Trecho do documento
Tia Zulmira é uma dessas criaturas que acontecem: saiu de Vila Isabel, onde nasceu, por não achar nada bonito o monumento a Noel Rosa. Passou anos e anos em Paris, dividindo quase o seu tempo entre o Follies Bergère, onde era vedete, e a Sorbonne, onde era um crânio. Casou-se várias vezes, deslumbrou a Europa, foi correspondente do Times na Jamaica, colaborou com Madame Curie, brigou nos áureos tempos com Darwin, por causa de um macaco, ensinou dança a Nijinski, relatividade a Einstein, psicanálise a Freud, automobilismo ao argentino Fangio, tourear a Dominguín, cinema a Chaplin, e deu algumas dicas para o doutor Salk. Vivia, já velha, mas sempre sapiente, num casarão da Boca do Mato, fazendo pastéis que um sobrinho vendia na estação do Méier. Não tinha papas na língua e, entre muitas outras coisas, detestava mulher gorda em garupa de lambreta.
Era assim que escritores e afamados artistas se referiam à douta longeva nos idos de 1960. Quem imaginaria que, esse ano, a macróbia dama estaria entre os terroristas presos no infausto 8 de janeiro, da Praça dos Três Poderes?
Pois esteva lá, de corpo e alma (mais alma do que corpo) e ainda acompanhada de Rosamundo. Tia Zulmira colaborou pessoalmente com as depredações nos palácios, mas o filho de sua lavadeira, distraído como quê, entrou no quebra-quebra acreditando piamente que a madrinha o levara a um show de rock, onde a ideia era “quebrar tudo”. Foi assim que chutou a cadeira do ministro do STF, furou o quadro de Di Cavalcanti e escangalhou obras do período imperial.

Dados fornecidos

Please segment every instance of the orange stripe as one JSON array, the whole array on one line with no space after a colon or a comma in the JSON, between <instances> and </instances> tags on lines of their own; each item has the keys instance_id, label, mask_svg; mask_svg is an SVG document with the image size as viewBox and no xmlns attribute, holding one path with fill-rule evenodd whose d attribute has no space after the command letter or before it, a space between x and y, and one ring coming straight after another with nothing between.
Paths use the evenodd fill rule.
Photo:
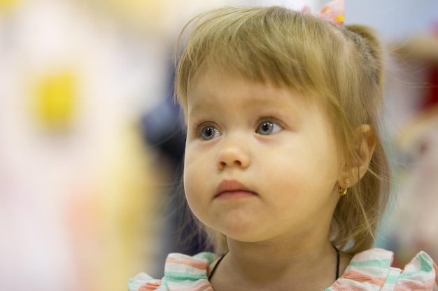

Tarefas
1. Devolva, do texto sobre Tia Zulmira, o trecho que vai de "Era assim que" até "dos Três Poderes?".
2. Relacione todas as pessoas a quem, segundo o texto sobre Tia Zulmira, ela ensinou alguma coisa, indicando o que ensinou a cada uma.

Respostas do exercício
1.
Era assim que escritores e afamados artistas se referiam à douta longeva nos idos de 1960. Quem imaginaria que, esse ano, a macróbia dama estaria entre os terroristas presos no infausto 8 de janeiro, da Praça dos Três Poderes?

2.
- Nijinski: dança
- Einstein: relatividade
- Freud: psicanálise
- Fangio: automobilismo
- Dominguín: tourear
- Chaplin: cinema